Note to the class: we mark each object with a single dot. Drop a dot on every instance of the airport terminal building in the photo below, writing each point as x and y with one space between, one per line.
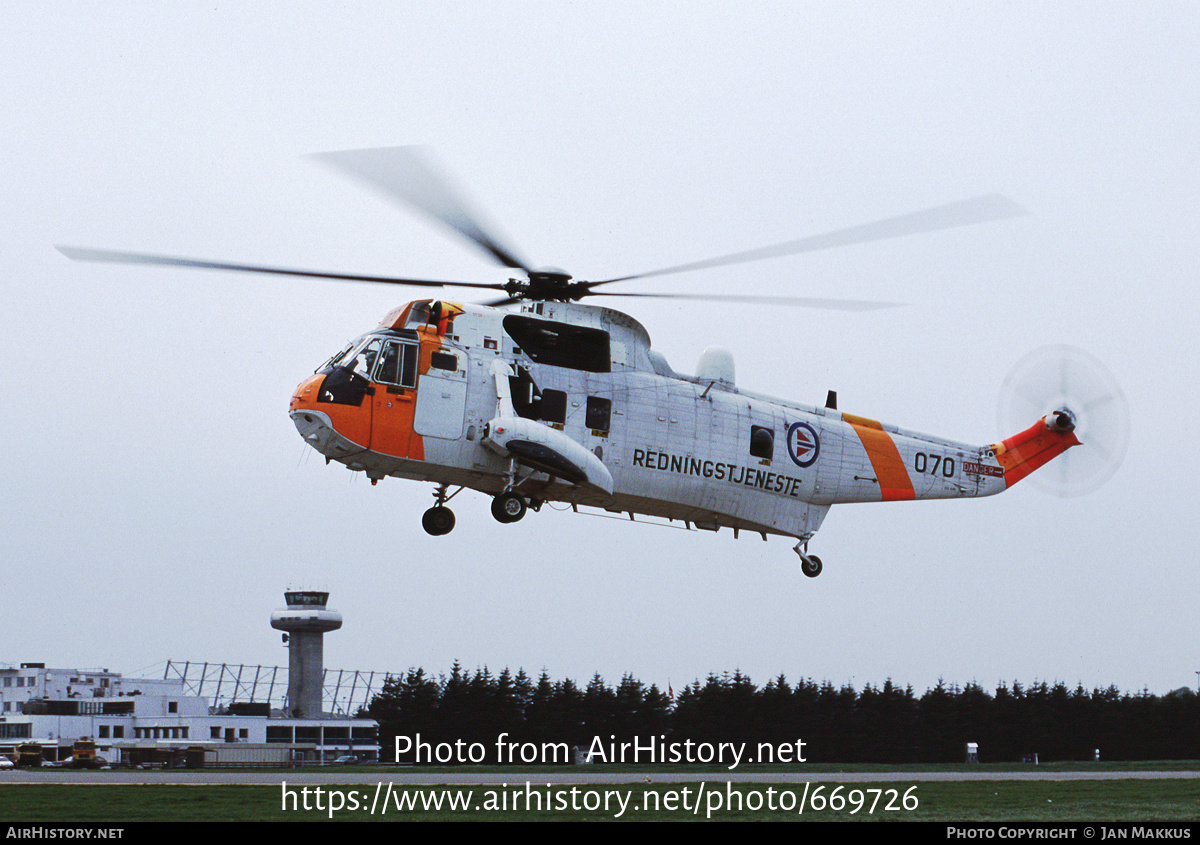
155 721
160 720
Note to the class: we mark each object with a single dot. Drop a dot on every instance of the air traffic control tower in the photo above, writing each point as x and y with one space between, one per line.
306 619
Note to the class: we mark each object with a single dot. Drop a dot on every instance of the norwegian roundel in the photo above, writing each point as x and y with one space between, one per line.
803 444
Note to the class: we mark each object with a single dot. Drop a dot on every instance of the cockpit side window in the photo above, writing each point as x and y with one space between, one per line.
397 365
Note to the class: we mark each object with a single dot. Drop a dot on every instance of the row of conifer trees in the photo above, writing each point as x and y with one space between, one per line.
838 724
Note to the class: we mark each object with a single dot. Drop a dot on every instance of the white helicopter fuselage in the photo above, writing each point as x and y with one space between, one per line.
568 402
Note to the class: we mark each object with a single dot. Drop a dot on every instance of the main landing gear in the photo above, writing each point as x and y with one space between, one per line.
507 507
810 564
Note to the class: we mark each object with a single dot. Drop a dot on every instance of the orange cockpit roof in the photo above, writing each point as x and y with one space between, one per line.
423 312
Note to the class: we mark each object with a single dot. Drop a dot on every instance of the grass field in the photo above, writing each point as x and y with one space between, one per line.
1055 801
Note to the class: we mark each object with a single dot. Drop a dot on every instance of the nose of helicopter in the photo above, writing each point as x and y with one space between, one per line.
315 426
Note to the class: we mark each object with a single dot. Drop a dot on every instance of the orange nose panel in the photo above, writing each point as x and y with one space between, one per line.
306 393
====
Render all of the data above as a JSON list of strings, one string per line, omitting blank lines. Leave the picture out of the answer.

[
  "Note to the class: we mark each object with a single dot. Drop a dot on every instance of the airport terminal building in the photo below, writing each point as x and y with one space between, one per line.",
  "155 721",
  "160 720",
  "Note to the class: we mark each object with a single dot. Drop a dot on every instance of the air traffic control tower in the photo above, writing each point as x and y with one space between, one per line.",
  "306 619",
  "Note to the class: we mark each object with a single dot. Drop a dot on every instance of the norwegian roundel in the photo above, writing each point as x and y with one space between, one per line.",
  "803 444",
  "Note to the class: we mark each object with a single dot. Drop a dot on every instance of the cockpit side window in the photo above, writing each point as x and y with one space between, one per line.",
  "397 365",
  "Note to the class: we mark each object with a single dot. Drop a dot on every instance of the row of conifer trees in the photo above, writing each point as x and y with one space between, one per line.",
  "838 724",
  "Note to the class: we mark each object with a single dot. Drop a dot on every instance of the white helicopter fuselage in the photo above, writing each point as x and y with one space between, one per line.",
  "568 402",
  "Note to the class: we mark each object with a single dot. Drop a dot on every instance of the main landing gear in the photo above, writing each point as x and y with one space between, one per line.",
  "507 507",
  "810 564",
  "Note to the class: we mark each object with a single dot. Drop a dot on every instance of the orange cockpit roof in the photo above, writing each point as x and y with one space between, one per line.",
  "423 312",
  "Note to the class: we mark each object with a single dot. Drop a dot on every instance of the grass field in the photo above, writing each point as x and y with one space between, one per line.",
  "1055 801",
  "Note to the class: we mark each object with a single dot. Drop a dot on every instance of the nose of helicopter in the photo above, writing each point as x and y with one space between, one per line.",
  "315 426",
  "Note to the class: we mark each object with a single dot. Drop a dot on every instance of the orange nose panel in the photo above, writing each point as x and y with one space between, one per line.",
  "306 393"
]